## Saved data entries

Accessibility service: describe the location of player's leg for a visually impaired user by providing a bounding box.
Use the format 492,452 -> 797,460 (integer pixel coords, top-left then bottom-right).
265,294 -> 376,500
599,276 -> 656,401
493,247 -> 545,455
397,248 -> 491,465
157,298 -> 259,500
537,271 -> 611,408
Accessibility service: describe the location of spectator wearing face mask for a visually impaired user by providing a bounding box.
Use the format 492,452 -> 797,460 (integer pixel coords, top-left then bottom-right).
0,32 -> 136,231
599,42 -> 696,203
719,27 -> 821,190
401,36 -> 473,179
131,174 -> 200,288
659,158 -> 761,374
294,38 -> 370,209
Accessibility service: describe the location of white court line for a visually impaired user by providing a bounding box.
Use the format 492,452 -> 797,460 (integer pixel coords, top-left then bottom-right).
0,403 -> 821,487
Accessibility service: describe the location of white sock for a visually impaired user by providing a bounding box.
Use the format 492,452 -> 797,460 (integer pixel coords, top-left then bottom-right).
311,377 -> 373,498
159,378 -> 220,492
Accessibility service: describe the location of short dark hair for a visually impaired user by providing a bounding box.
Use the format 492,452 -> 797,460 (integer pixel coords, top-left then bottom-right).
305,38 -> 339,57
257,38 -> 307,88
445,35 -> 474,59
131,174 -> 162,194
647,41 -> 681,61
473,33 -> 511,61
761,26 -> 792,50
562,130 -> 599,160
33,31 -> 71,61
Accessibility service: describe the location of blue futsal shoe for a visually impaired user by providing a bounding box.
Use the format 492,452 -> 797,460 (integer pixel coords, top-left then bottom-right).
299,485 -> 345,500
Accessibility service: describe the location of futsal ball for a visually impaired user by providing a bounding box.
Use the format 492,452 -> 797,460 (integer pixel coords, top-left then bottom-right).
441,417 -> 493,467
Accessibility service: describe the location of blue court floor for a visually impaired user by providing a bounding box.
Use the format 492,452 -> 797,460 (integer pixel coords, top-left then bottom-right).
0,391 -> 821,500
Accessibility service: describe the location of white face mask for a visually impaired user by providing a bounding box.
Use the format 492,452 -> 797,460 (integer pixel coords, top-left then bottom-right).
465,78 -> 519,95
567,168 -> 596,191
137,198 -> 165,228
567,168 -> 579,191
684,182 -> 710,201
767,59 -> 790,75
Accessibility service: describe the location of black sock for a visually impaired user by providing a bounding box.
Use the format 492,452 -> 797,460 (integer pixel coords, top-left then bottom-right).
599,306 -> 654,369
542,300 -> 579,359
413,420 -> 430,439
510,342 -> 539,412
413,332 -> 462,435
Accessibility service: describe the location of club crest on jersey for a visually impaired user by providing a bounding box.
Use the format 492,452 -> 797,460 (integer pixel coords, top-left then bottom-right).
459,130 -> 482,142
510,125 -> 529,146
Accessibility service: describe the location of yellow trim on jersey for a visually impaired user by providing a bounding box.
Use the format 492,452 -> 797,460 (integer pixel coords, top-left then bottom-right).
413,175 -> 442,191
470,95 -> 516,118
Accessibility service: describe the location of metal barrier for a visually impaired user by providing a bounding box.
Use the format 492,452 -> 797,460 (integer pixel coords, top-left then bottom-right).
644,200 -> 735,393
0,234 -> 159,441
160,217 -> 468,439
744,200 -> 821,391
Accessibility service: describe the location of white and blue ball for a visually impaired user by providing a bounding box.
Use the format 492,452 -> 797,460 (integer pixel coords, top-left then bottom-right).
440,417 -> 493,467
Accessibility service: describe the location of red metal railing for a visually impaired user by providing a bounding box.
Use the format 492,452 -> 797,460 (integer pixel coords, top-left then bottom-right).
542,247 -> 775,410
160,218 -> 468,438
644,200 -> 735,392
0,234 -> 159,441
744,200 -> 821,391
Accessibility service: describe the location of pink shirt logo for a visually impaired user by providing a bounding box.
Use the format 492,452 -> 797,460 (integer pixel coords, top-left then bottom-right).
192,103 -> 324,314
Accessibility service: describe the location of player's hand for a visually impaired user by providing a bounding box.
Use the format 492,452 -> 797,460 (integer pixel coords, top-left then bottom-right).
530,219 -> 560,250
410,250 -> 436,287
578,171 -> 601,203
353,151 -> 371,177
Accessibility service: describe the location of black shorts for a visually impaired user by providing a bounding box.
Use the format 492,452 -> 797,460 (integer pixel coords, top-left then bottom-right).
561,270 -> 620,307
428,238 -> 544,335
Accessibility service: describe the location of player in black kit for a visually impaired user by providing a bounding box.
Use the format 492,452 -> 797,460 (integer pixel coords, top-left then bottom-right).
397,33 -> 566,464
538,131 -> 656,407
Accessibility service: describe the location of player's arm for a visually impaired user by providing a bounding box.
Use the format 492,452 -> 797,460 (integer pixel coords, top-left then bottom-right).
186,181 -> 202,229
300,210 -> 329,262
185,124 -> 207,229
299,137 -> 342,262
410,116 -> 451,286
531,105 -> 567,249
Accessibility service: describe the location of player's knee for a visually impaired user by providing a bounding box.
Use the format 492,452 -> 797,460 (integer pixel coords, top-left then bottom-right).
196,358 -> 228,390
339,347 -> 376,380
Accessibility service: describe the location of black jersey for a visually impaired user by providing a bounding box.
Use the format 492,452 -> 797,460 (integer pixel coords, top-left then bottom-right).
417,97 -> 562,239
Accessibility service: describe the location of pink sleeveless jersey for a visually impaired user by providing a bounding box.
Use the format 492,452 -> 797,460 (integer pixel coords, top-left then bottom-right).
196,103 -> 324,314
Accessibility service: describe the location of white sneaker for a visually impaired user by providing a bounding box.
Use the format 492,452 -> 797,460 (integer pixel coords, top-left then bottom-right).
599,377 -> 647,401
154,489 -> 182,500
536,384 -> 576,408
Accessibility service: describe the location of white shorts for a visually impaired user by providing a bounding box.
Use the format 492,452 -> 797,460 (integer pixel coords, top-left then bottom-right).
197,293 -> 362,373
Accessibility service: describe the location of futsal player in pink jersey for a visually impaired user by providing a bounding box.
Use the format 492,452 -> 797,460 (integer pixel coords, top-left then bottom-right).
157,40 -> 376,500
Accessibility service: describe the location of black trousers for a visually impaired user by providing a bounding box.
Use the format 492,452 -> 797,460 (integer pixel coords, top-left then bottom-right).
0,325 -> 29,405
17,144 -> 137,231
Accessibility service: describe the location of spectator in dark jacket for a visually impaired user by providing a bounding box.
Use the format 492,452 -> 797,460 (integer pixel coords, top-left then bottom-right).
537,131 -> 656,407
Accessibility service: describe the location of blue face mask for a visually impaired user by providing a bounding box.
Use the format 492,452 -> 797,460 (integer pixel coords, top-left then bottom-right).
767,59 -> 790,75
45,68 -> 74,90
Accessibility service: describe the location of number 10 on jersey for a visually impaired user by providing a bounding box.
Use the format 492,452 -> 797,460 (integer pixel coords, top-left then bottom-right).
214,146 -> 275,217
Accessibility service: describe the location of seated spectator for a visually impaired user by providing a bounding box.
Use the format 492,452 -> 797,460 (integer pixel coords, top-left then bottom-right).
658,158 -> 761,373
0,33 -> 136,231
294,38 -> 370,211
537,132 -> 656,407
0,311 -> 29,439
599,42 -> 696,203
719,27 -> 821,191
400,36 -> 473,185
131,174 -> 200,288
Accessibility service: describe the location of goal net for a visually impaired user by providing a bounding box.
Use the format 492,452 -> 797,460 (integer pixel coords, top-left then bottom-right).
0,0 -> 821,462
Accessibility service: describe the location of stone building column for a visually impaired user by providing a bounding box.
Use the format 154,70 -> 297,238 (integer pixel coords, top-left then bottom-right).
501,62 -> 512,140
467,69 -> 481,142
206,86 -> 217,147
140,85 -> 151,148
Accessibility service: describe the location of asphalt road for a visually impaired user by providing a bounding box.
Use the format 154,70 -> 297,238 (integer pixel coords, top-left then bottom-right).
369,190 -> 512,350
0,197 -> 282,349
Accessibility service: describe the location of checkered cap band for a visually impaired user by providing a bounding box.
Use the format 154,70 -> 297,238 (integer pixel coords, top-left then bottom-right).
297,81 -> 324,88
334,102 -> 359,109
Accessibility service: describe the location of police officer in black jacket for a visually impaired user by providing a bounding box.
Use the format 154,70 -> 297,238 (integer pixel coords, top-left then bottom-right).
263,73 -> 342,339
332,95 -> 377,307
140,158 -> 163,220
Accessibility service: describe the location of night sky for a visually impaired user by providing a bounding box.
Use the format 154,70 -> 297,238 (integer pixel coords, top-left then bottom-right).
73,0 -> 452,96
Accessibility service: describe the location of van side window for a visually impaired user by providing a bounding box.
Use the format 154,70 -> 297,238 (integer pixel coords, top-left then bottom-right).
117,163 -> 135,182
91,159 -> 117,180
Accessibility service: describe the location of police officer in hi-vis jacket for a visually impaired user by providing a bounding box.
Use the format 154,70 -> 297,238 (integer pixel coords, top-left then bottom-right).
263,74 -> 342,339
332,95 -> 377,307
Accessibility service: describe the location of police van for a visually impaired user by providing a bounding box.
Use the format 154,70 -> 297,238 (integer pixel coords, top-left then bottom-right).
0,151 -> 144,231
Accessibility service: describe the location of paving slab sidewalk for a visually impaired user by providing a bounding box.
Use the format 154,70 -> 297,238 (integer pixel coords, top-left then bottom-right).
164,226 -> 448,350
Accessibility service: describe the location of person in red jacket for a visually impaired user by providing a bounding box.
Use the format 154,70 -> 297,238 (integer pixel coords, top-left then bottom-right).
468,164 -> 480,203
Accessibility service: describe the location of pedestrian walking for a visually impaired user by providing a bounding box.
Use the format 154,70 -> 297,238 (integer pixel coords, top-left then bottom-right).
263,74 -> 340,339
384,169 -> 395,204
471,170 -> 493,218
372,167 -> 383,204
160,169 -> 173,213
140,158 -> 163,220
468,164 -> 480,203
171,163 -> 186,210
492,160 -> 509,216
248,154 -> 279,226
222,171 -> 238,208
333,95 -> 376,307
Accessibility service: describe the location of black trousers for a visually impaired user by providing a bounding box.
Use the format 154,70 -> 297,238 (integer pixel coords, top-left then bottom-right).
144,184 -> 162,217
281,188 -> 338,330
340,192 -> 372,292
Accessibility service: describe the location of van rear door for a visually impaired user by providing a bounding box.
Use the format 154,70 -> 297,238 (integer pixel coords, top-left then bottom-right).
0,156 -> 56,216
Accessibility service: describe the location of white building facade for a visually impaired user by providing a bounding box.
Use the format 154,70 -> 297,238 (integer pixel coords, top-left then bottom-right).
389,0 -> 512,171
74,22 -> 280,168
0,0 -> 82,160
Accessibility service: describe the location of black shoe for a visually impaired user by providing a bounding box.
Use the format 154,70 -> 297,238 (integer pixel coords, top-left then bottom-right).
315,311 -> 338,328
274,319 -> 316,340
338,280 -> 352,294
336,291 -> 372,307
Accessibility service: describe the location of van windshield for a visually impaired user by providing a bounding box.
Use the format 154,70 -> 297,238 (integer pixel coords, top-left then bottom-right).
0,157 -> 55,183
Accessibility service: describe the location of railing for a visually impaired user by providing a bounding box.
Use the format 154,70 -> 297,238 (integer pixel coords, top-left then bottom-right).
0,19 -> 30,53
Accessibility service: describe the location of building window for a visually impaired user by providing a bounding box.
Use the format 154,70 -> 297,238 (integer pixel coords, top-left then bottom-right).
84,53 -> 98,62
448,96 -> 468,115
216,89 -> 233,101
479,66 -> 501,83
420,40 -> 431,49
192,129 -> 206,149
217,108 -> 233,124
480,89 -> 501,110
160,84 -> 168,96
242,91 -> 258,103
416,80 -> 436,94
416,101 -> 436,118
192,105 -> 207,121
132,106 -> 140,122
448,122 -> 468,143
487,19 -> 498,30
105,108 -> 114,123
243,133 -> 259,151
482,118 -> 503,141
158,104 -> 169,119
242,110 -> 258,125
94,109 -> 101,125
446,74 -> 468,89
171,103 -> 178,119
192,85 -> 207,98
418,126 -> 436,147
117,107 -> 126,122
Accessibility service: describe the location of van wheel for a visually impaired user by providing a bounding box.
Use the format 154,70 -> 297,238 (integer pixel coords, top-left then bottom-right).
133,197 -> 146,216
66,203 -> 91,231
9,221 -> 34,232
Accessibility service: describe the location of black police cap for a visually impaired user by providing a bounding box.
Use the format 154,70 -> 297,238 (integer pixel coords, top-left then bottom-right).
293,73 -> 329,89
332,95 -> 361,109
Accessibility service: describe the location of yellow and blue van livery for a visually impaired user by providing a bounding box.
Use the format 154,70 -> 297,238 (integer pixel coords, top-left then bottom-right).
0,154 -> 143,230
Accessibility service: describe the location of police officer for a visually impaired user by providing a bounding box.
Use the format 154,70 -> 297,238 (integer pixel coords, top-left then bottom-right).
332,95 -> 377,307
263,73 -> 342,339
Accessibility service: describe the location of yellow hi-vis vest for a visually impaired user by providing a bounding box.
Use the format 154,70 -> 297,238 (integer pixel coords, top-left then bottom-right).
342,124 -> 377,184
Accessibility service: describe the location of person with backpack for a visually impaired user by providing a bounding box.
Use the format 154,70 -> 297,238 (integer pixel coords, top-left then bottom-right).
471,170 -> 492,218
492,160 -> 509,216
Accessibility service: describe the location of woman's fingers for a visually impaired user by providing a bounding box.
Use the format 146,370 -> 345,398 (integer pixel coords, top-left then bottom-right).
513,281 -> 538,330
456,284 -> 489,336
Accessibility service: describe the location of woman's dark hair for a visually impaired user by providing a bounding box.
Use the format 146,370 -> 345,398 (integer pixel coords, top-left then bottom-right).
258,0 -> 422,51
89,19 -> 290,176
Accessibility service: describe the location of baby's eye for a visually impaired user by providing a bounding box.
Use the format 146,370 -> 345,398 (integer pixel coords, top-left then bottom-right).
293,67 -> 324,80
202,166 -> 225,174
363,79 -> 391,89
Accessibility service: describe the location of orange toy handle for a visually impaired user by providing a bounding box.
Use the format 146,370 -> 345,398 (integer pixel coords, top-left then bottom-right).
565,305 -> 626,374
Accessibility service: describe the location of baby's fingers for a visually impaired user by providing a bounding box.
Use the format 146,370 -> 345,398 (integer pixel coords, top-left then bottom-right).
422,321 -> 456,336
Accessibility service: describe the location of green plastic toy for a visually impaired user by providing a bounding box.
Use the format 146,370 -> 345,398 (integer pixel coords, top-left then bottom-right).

## The task
Rewrite the material from the line that has "Accessibility service: describe the location of woman's fingers" through the line that has "456,284 -> 489,336". Multiply every coordinate in the answers by 1.85 and round to whole numbers, halves up, leaving the requests and their format samples as they are.

## The output
Accessibility service: describe the location of woman's fingers for a visually impaired user by providing a bounding box.
Use the format 146,370 -> 345,398 (integer pixel coords, top-left then bottom-right).
949,520 -> 995,611
844,525 -> 905,622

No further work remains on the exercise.